## WHAT IS REQUIRED
From the line that contains "the lamp head" to the last line of the entries, write each line out exactly; include both ends and nothing else.
══ SUPPLIED RECORDS
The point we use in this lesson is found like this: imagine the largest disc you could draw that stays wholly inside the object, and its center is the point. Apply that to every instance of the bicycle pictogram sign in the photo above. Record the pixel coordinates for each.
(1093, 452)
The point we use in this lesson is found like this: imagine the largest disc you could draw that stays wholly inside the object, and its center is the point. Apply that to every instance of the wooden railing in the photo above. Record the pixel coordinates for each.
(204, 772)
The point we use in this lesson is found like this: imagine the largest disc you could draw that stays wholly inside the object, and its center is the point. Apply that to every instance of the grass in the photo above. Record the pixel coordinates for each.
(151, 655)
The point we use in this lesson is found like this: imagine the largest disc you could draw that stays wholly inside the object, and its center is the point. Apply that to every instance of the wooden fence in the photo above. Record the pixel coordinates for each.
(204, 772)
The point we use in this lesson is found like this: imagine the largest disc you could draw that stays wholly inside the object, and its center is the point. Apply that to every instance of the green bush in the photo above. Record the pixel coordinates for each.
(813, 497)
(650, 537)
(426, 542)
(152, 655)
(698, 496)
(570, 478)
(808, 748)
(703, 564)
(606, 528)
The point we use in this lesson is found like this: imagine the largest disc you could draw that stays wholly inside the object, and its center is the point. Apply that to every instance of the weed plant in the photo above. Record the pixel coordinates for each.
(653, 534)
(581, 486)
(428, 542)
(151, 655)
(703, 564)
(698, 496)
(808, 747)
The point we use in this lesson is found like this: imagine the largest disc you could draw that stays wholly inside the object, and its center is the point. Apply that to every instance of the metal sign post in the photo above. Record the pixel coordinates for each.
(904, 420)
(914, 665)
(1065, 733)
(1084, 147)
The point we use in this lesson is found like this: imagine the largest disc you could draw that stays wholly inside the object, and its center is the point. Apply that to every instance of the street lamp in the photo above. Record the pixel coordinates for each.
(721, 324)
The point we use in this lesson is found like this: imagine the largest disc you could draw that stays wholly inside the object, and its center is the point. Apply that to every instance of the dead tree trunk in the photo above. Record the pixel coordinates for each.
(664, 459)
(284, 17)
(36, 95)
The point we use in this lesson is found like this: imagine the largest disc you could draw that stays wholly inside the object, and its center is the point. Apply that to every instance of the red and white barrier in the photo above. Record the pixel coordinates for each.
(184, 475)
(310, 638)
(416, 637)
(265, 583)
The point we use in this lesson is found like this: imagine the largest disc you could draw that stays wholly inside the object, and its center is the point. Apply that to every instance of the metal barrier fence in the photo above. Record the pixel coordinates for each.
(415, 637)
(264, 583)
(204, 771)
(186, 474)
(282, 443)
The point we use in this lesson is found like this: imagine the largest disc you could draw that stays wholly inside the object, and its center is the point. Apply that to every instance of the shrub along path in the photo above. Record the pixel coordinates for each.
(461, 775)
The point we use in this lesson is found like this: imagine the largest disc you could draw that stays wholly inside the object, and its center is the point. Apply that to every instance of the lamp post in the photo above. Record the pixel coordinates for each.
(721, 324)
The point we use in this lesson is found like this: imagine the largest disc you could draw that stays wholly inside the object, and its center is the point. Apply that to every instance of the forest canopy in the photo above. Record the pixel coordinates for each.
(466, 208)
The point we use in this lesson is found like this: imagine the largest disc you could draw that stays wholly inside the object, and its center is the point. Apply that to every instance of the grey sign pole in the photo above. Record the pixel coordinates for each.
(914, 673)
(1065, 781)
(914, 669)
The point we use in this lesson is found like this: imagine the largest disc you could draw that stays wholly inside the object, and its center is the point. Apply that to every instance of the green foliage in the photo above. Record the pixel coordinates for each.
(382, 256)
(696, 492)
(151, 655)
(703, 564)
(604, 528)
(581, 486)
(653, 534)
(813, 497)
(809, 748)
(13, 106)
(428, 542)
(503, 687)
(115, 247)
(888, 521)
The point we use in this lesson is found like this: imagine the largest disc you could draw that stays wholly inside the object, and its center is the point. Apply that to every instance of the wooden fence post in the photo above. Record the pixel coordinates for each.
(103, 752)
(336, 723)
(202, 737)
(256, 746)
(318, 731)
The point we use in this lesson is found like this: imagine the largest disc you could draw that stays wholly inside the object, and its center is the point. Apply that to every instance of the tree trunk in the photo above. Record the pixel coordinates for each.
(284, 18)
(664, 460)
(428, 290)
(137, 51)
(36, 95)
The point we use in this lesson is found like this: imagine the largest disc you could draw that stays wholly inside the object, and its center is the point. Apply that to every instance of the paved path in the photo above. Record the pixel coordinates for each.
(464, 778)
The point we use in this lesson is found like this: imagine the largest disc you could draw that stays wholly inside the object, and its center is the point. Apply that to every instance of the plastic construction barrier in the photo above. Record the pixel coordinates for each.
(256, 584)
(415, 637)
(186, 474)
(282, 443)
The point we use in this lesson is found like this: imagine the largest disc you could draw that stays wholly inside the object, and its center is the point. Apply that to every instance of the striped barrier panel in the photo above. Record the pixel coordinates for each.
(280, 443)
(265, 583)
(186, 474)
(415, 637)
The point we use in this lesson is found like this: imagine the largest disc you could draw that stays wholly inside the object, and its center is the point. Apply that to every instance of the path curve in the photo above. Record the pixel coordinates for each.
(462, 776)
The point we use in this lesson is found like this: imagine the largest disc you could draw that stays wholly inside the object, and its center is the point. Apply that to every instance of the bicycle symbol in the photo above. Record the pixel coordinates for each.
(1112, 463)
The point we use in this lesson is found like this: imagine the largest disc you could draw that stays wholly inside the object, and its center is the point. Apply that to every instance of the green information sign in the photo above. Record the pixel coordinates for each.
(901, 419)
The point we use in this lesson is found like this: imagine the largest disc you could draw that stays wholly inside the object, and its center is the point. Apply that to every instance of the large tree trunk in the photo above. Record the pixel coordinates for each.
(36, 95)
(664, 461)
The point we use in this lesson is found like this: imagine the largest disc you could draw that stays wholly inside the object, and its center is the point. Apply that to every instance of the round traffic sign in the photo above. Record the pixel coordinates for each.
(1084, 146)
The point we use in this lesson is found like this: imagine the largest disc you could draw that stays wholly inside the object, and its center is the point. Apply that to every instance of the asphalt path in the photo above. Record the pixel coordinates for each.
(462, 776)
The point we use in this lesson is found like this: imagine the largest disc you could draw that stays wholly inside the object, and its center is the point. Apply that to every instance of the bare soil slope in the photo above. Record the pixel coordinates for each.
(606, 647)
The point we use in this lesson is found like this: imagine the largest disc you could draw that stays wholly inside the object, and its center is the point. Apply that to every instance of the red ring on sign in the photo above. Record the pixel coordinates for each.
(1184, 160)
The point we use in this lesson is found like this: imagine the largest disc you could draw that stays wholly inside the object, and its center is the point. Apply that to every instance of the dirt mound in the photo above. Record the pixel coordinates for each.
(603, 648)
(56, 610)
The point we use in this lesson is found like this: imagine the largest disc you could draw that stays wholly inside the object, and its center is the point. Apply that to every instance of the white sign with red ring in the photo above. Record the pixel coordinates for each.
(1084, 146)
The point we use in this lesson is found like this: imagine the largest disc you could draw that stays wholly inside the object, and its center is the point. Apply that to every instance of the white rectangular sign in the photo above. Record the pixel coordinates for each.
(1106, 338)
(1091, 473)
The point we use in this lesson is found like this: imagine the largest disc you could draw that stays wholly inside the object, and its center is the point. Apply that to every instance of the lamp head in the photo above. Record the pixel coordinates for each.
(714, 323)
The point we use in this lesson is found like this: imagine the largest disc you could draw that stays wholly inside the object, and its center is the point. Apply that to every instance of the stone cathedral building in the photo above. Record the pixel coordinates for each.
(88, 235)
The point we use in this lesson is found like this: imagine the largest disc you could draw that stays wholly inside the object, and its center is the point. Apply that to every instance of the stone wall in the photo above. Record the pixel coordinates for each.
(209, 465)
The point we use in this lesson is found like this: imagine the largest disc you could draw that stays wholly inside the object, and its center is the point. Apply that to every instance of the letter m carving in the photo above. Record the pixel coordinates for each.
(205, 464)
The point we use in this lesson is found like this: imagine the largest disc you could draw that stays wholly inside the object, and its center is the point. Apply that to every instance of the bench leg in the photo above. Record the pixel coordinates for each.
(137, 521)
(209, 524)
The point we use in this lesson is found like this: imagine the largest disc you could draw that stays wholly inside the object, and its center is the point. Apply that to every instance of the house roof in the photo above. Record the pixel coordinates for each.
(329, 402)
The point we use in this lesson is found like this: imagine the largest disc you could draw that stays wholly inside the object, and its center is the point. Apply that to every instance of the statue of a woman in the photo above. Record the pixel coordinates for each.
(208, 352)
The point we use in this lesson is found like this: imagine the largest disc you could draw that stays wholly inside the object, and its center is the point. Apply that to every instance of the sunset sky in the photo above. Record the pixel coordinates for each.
════
## RESPONSE BOX
The point we use in this lesson is found like this: imagine the largest disc you could draw that stays wholly inside the object, and its center is the point. Apply that to every instance of the lamp head in the photo above. Record the pixel coordinates for each.
(714, 323)
The point we use in this lesson is found like this: imagine the largest disc you could draw that stays wholly inside the object, and its center is the point. Apply that to every instance of the stone cathedral building in the photo above. Record the pixel coordinates for each.
(88, 235)
The point we use in this lesson is found like this: imagine the largest disc you could draw that stays wholly inside the object, and its center is the point. Apply that to every instance of the stone wall in the photo above. Record the pixel coordinates for each.
(209, 465)
The point we use in this lesson is found like this: imagine the largest disc you could draw that stays wholly inside the object, and its center is the point. Apply that to every instance of the letter m carving in the photo above. Record the pixel coordinates for each.
(205, 464)
The point we use in this lesson is found like this: imagine the largest disc you could draw that stays wholly inside the object, and its center is the point. Apply that to every instance of the bench leg in the photo above. Record the pixel coordinates for each.
(137, 521)
(209, 524)
The point we use in this lesson is found like this: imagine the largest disc you could draw that stays wholly inside the object, and its center is the point. Apply that to every instance of the house roof in the photo above. Record the pixel coordinates for each.
(329, 402)
The point we use in this lesson is found like this: imagine the largest disc you could draw that stays wholly inside the object, and its center is the point. Apply that to every instance of the statue of a woman in the photo above. Record the pixel coordinates for each.
(208, 352)
The point we use in this lesson is found like this: imagine the largest disc you could draw that stays wholly inside the object, and its center is the point. Apply that to every instance of the sunset sky in the photo above. Record the pixel coordinates for each.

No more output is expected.